Indagine di un mito
Si è aperta la grande mostra,
con – circa 250 opere –
Piero della Francesca. Indagine su un mito. Forlì, Musei di San Domenico, fino al 26 giugno, sotto
la direzione generale di Gianfranco Brunelli.
Come spiega in catalogo
(Silvana Editoriale) Antonio Paolucci, presidente del nutrito e autorevole
comitato scientifico che l’ha concepita, questa rassegna affronta l’argomento
di Piero della Francesca, analizzando il ruolo che il grande pittore di Borgo
San Sepolcro (1410-20 ivi, 1492) ha ricoperto nella storia dell’arte italiana,
anche alla luce del mito che la Modernità otto-novecento ha costruito attorno a
lui.
Quando intorno al 1850 i
Preraffelliti inglesi iniziarono la loro battaglia per una pittura che
ritornasse alle fonti della purezza e della semplicità quattrocentesche,
ignoravano Piero della Francesca. Nemmeno il loro mentore, John Ruskin, nei
suoi pellegrinaggi italiani fra le “pietre di Venezia” e le “mattinate
fiorentine” pensò mai di recarsi ad Arezzo. Ma forse, Piero non sarebbe
piaciuto a questi inglesi spiritualizzati. Troppo chiaro, troppo poco
simbolico, troppo poco devoto.
La fama di Piero si era
oscurata a pochi anni dalla morte, anche se Vasari gli dedica una delle sue Vite, e nel 1795-96 il Lanzi ne parla
come di “Uno dei pittori da far epoca nella storia…se avesse la grazia di
Masaccio gli saria quasi pari…”.
A parte l’uso di un termine
come “grazia” per l’arte virile e ferma di Masaccio, il giudizio in realtà
appare del tutto negativo, poiché non coglie nulla dell’essenza della pittura
pierfrancescana, e tale incomprensione prosegue nel giudizio di Cavalcaselle e
Crowe, che addirittura affermano che “… mancò in lui la qualità essenziale per
un artista, qual è quella della scelta delle forme, per essere fra i più
eccellenti…”.
I fraintendimenti dell’arte
di Piero della Francesca continuarono fino al 1913, quando allora assai giovane
Roberto Longhi pubblicava il saggio su Piero
dei Franceschi e lo sviluppo della pittura veneziana, dove finalmente coglieva
i nessi fra il Centro e il Nord italiano proprio attraverso la figura di Piero,
nodo cruciale per il quale l’arte di Antonello da Messina e quella di Giovanni
Bellini ricevevano il sigillo di un nuovo luminismo prospettico ignoto ai
toscani. Con la monografia del 1927 Longhi portava a compimento gli studi su
Piero e ne sistemava il catalogo.

VOCI ARCHIVIATE:
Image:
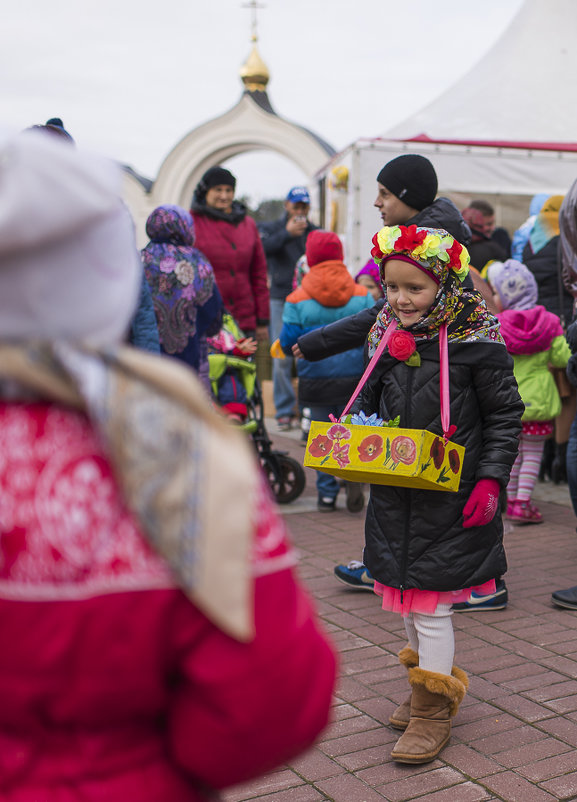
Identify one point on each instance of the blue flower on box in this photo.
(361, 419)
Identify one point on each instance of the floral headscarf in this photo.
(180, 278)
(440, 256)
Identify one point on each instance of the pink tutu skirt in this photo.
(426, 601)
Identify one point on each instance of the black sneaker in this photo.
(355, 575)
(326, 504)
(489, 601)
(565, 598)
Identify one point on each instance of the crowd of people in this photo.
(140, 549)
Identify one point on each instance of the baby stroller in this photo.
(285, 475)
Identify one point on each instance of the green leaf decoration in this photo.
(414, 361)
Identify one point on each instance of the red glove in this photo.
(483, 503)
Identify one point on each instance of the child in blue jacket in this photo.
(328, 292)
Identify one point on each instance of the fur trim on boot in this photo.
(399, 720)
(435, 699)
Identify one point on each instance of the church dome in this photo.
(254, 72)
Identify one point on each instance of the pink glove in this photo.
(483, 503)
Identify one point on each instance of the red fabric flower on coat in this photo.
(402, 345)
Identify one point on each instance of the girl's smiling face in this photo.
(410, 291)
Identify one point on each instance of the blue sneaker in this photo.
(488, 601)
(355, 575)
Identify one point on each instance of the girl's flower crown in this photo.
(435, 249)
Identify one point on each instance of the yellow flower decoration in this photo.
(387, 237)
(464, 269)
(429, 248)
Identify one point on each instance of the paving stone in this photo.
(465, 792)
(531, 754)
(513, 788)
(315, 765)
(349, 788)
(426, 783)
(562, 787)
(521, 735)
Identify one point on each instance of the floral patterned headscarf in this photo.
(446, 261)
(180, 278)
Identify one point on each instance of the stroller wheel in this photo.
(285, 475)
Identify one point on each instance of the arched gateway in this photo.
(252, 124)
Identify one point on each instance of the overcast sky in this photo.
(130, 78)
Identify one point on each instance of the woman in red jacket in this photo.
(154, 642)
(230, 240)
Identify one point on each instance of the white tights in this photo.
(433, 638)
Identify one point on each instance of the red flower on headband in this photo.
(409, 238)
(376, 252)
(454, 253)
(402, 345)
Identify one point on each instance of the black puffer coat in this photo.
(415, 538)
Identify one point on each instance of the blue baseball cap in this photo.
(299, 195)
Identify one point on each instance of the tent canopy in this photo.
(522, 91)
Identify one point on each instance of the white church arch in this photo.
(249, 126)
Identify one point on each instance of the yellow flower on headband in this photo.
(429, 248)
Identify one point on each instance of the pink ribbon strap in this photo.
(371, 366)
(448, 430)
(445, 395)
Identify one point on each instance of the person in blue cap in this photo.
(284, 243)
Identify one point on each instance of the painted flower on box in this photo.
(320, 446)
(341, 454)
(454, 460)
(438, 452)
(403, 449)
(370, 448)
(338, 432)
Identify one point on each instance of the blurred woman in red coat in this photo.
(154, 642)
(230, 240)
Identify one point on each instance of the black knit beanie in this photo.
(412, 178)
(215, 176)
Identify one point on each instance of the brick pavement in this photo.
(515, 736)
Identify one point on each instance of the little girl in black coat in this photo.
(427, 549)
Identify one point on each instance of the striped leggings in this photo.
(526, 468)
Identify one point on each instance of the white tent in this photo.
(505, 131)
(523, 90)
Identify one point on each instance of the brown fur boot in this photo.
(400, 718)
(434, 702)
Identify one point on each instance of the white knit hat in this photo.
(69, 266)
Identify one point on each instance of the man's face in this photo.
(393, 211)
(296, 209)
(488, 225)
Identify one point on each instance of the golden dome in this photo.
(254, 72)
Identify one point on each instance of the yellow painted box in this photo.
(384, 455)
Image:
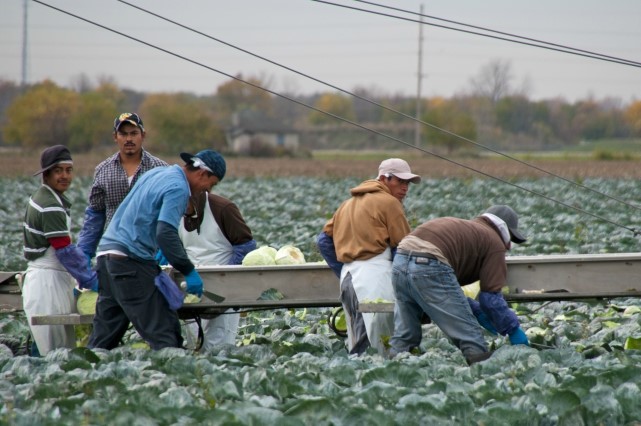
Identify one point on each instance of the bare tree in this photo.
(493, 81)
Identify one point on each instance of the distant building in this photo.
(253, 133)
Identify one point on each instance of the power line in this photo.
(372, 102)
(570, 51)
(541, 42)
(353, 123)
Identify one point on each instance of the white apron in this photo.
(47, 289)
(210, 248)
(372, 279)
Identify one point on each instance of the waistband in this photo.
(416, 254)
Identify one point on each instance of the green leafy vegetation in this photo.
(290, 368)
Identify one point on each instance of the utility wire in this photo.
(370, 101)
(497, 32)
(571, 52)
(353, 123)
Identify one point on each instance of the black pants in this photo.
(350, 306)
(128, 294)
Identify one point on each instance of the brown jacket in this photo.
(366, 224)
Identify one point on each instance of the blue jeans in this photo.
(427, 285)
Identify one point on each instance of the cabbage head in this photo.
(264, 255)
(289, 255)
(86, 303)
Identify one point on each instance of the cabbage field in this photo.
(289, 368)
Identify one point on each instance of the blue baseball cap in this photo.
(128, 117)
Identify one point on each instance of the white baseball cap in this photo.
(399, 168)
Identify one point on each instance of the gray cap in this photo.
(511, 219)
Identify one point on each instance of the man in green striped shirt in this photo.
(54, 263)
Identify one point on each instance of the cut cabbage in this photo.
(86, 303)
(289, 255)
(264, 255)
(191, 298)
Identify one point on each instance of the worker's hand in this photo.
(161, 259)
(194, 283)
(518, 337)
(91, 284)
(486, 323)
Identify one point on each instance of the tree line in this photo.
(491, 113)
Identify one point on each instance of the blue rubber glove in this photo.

ISTRUZIONI:
(1) Secondo l'articolo sulla mostra di Piero della Francesca, in che anno Roberto Longhi pubblicò il saggio su Piero dei Franceschi e lo sviluppo della pittura veneziana?
(2) Prosegui l'articolo sulla mostra di Piero della Francesca a partire dal punto in cui si interrompe.
Le voci hanno un'origine diversa da quella del testo.

RISPOSTE:
(1) Nel 1913.

(2)
Dall’analisi longhiana
appariva anche il ruolo fondamentale svolto da Domenico Veneziano nella
formazione di Piero, quella prima sintesi di luce, spazio e colore, di
prospettiva toscana e naturalismo fiammingo che era il portato più nuovo a
Firenze dalla morte di Masaccio.
Proprio negli anni della
formazione artistica fiorentina di Piero, era in corso il tentativo di
avvicinamento fra Chiese d’Oriente e d’Occidente; per Firenze, Ferrara e
Venezia era possibile vedere i maestosi corteggi dell’imperatore Giovanni VIII
Paleologo e dei Patriarchi ortodossi come il Cardinal Bessarione. Al fasto si
accompagnava la suggestione di una liturgia solenne e antica, la ieraticità di
gesti e di voci che si ritrovano esattamente nelle figure di Piero, quasi un
omaggio alla grande speranza della ritrovata unità dei cristiani. Il ciclo con
le Storie della Vera Croce ad Arezzo
appare come una grande metafora di quelle speranze, un anno prima che la caduta
di Bisanzio calasse come definitiva condanna sul più antico impero
sopravvissuto a Roma. Piero, di questo affresco, ne fa una meditazione abissale
sulla permanenza della fede e della divinità all’interno del frastuono del
mondo, l’affermazione dell’eternità sugli effimeri destini dell’uomo.
E a questo giunge per via squisitamente
pittorica, espressiva attraverso il sovrano mezzo della prospettiva, che misura
e ritma figure e cose, volti e gesti nella cadenzata solennità di una regola anch’essa
eterna e conciliabile.
Piero lo troviamo a Modena,
il primo dei tanti centri dell’Emilia Romagna in cui sostò, lasciando saggi
della sua maestria: tutti perduti, salvo il celebre affresco “araldico” nel
Tempio Malatestiano di Rimini, da lui firmato nel 1451.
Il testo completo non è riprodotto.